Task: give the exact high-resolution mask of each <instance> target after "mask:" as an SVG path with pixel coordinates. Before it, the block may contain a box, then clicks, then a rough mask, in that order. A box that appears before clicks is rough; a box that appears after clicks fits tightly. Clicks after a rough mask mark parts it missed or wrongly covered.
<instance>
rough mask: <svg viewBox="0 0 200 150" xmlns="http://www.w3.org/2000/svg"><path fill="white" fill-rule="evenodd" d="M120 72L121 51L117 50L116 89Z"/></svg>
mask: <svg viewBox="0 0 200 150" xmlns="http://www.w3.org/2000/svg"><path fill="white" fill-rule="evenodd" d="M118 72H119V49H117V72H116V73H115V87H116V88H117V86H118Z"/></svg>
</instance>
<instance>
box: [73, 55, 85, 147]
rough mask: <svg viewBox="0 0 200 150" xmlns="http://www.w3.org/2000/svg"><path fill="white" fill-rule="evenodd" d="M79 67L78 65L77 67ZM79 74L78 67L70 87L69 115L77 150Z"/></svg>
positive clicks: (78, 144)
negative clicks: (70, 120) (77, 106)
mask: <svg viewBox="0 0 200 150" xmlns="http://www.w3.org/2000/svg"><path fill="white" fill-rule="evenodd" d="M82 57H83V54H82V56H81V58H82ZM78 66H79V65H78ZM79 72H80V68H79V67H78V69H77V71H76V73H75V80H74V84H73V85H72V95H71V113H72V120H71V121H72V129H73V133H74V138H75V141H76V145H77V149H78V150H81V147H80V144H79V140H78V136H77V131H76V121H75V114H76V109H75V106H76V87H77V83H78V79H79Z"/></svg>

======

**WORK REQUIRED**: The word "instance" appears in some of the lines above. Copy those lines.

**OUTPUT BELOW**:
Task: give the exact high-resolution mask of each <instance> target after "mask:" as an SVG path with pixel coordinates. Before it, the block may contain a box, then clicks, then a rough mask, in that order. A box that appears before clicks is rough; a box that appears after clicks fits tightly. Clicks after a rough mask mark parts it missed or wrongly covered.
<instance>
</instance>
<instance>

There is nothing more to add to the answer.